Work order
Beginning with the first line below, output every record verbatim and leave out the images.

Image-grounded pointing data
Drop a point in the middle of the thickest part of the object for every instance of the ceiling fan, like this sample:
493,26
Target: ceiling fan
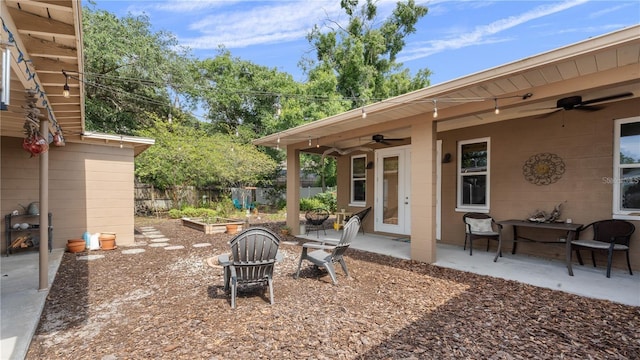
576,102
380,139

Problem solution
Drop a point in the middle of the thickest part of the object for every instance of the ceiling fan, like this sample:
493,26
Target: ceiling fan
576,102
380,139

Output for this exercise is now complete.